> **EXCERPTED RECORDS**
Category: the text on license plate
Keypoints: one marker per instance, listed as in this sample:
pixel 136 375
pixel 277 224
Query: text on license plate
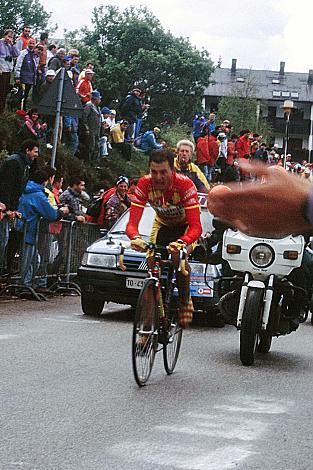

> **ACTIVITY**
Your copy of the records must be exact and must contain no pictures.

> **RESULT OF THIS TASK**
Category: the text on license plate
Keypoints: one marker per instance, listed as in this sample:
pixel 136 375
pixel 277 224
Query: text on license plate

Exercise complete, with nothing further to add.